以下のすべての項目の各行を、「番号」と「行」の2列からなるMarkdownの表に書き直してください。空行は除き、画像は表に含めないでください。

══ 行一覧 ══

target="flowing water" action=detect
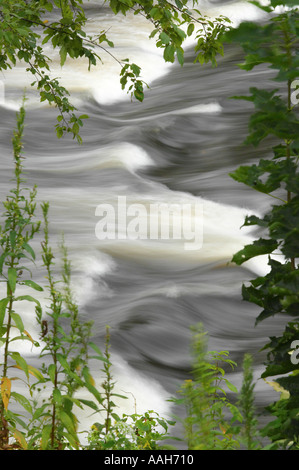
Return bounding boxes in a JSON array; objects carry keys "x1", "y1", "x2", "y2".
[{"x1": 0, "y1": 2, "x2": 288, "y2": 440}]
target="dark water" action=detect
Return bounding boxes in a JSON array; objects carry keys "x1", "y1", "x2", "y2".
[{"x1": 0, "y1": 1, "x2": 288, "y2": 442}]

═══

正解
| 番号 | 行 |
|---|---|
| 1 | target="flowing water" action=detect |
| 2 | Return bounding boxes in a JSON array; objects carry keys "x1", "y1", "x2", "y2". |
| 3 | [{"x1": 0, "y1": 2, "x2": 288, "y2": 440}] |
| 4 | target="dark water" action=detect |
| 5 | Return bounding boxes in a JSON array; objects carry keys "x1", "y1", "x2", "y2". |
| 6 | [{"x1": 0, "y1": 1, "x2": 288, "y2": 442}] |